• [Set exercise]:
Nothing but the lines from the one with "Where can the white shirt" to the final line should be returned, each exactly as it appears.

==============================

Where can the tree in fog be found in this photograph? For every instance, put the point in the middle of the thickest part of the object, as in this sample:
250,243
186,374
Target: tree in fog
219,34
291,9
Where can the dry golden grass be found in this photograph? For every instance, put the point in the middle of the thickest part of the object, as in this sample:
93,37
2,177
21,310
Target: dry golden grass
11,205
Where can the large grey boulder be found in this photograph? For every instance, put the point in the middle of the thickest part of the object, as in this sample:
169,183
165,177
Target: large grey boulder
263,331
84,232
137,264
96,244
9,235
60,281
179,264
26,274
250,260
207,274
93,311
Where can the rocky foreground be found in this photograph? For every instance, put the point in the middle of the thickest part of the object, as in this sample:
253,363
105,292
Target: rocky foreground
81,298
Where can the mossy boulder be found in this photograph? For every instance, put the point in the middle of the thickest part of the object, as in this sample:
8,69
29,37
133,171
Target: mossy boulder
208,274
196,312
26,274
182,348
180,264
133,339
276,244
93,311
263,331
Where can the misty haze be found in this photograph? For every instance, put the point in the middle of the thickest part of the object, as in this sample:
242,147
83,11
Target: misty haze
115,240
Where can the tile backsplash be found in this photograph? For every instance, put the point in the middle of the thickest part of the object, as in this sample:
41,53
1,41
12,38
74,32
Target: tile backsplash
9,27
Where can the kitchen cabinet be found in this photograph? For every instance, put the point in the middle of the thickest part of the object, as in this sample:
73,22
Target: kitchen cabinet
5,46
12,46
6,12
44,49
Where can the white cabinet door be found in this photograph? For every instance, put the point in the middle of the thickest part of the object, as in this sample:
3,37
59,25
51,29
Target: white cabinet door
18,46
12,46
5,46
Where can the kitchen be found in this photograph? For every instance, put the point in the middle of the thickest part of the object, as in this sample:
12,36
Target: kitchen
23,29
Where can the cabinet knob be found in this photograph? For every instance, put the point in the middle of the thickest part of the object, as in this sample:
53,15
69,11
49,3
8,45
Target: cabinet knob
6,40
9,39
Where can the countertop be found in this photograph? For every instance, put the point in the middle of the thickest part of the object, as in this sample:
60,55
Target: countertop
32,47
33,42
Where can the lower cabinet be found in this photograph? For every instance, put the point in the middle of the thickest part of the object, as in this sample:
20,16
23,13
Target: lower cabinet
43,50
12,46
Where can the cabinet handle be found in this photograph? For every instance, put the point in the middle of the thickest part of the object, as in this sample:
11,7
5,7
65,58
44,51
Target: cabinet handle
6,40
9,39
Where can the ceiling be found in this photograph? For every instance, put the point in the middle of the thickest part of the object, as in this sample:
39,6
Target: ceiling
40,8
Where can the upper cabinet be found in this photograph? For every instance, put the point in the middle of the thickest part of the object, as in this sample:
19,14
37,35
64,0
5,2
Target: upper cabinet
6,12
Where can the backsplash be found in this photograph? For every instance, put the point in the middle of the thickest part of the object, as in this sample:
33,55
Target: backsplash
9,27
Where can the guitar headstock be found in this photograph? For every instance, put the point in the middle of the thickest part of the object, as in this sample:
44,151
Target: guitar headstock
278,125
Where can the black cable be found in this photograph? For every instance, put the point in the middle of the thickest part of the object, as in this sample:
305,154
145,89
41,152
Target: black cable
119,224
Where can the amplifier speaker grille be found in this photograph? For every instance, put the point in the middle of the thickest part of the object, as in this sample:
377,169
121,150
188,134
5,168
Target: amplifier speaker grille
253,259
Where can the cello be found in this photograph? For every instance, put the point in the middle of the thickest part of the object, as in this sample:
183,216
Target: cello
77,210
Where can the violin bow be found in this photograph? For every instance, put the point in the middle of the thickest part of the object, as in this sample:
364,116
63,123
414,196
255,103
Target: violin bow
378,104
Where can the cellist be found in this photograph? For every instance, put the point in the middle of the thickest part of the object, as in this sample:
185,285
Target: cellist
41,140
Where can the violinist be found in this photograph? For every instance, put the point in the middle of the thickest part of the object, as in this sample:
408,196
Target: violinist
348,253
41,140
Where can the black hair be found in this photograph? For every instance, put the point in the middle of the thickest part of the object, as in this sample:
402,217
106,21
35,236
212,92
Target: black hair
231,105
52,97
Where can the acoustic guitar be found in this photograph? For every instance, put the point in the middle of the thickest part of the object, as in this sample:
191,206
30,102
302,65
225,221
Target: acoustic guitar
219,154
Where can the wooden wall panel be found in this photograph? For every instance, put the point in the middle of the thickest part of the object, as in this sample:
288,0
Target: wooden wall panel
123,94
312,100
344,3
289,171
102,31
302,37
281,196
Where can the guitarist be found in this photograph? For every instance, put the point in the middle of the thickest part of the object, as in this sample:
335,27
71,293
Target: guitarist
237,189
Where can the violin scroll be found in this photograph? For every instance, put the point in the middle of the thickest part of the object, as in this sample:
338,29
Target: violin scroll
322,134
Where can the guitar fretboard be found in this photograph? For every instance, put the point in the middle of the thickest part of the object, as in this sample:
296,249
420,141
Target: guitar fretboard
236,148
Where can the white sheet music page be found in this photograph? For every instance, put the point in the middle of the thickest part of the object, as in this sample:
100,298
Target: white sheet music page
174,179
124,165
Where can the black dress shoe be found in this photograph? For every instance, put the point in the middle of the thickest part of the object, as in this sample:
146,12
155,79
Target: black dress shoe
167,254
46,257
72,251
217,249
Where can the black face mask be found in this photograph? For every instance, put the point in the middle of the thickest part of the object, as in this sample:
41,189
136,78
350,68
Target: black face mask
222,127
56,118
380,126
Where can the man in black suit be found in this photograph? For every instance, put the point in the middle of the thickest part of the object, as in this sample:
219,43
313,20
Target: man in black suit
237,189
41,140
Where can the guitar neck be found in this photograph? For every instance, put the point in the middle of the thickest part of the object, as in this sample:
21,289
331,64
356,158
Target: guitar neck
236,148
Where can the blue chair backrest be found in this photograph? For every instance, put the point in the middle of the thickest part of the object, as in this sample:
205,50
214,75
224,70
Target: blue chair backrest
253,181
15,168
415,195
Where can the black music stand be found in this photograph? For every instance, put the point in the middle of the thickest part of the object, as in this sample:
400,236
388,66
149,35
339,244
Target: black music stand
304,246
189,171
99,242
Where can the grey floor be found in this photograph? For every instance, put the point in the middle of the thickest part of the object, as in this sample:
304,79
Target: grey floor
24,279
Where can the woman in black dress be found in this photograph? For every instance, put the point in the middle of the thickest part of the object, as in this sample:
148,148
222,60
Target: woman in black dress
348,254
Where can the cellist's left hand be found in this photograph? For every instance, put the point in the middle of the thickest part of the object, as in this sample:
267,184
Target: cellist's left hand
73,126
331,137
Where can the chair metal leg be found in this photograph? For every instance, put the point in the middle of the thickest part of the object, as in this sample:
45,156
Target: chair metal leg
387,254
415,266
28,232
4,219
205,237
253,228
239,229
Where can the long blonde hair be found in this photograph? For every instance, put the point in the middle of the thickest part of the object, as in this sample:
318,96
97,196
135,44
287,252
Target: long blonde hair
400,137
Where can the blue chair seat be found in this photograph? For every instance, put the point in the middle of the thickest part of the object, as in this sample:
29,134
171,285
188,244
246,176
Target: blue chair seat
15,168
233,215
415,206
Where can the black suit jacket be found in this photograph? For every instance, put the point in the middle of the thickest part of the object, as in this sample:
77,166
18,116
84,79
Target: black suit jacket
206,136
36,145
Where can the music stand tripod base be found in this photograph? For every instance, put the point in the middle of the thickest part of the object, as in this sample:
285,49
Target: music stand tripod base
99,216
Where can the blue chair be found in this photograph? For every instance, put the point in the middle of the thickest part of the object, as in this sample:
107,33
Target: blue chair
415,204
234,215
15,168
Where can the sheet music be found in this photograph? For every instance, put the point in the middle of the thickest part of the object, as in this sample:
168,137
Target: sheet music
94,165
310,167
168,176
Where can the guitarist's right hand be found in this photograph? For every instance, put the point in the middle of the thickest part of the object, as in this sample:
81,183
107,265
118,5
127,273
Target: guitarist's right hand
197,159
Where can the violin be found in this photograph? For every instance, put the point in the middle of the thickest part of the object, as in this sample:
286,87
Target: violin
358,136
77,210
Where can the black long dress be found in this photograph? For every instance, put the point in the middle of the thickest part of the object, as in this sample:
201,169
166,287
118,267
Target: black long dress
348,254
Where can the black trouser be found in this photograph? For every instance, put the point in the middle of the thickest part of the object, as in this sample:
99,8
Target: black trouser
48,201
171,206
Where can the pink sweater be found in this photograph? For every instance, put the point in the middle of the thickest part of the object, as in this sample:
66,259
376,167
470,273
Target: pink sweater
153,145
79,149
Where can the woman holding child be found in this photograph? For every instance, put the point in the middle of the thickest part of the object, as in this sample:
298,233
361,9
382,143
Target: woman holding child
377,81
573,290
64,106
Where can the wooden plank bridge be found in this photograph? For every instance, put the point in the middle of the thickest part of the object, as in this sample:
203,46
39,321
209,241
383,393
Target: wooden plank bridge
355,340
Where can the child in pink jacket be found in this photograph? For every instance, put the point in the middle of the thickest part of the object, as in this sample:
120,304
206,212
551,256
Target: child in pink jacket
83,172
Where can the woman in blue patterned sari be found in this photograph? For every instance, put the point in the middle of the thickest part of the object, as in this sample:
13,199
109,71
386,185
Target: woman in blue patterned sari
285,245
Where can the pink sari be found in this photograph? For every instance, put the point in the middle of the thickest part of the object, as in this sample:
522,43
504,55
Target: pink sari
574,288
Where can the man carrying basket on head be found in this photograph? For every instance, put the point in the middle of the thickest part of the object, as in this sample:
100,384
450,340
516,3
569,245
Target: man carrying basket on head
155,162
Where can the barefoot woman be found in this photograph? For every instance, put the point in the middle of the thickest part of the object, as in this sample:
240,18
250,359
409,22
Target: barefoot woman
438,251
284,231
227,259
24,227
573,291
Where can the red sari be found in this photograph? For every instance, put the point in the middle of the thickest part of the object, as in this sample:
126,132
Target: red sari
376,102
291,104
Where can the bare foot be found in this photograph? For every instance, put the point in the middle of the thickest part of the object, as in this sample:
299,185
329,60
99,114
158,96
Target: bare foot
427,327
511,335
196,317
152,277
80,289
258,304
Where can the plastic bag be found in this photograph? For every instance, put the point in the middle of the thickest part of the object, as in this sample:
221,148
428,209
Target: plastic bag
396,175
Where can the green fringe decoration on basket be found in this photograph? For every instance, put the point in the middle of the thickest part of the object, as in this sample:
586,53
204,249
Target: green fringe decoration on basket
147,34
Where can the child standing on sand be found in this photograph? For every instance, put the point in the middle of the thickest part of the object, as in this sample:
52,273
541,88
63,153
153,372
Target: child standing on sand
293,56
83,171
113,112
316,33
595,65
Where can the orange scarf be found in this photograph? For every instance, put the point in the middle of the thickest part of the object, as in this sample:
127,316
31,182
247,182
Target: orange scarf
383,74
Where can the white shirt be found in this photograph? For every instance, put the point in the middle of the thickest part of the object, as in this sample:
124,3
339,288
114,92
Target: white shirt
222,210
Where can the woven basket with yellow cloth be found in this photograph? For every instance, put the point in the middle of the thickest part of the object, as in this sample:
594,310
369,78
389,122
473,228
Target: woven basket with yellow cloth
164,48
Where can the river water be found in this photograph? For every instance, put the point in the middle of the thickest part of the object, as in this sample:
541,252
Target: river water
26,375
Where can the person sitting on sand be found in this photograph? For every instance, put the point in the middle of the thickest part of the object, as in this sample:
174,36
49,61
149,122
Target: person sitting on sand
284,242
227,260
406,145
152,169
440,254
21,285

==============================

• [Answer to this exercise]:
Where can the white shirt be found in this photograph? For every instance, put the point in the middle of the thickest part of the object, as in this sample:
124,3
339,288
114,92
Target: white shirt
222,210
Where can the woven basket with yellow cloth be found in this photograph? For every instance, put the point in the middle of the thickest part of the object, as in this sample:
594,310
369,78
389,122
473,228
Target: woven basket with yellow cloth
164,48
Where can the river water be found in this photograph? For every instance, put the point in the middle of the thickest part of the object, as in this sample:
541,252
Target: river water
26,375
Where can the person sitting on sand be found in this photograph? For every instance, put the point in the middle of the thickest part of the object, as in this sample:
174,36
49,61
149,122
Target: person sitting on sand
284,242
227,260
406,145
152,169
440,254
21,285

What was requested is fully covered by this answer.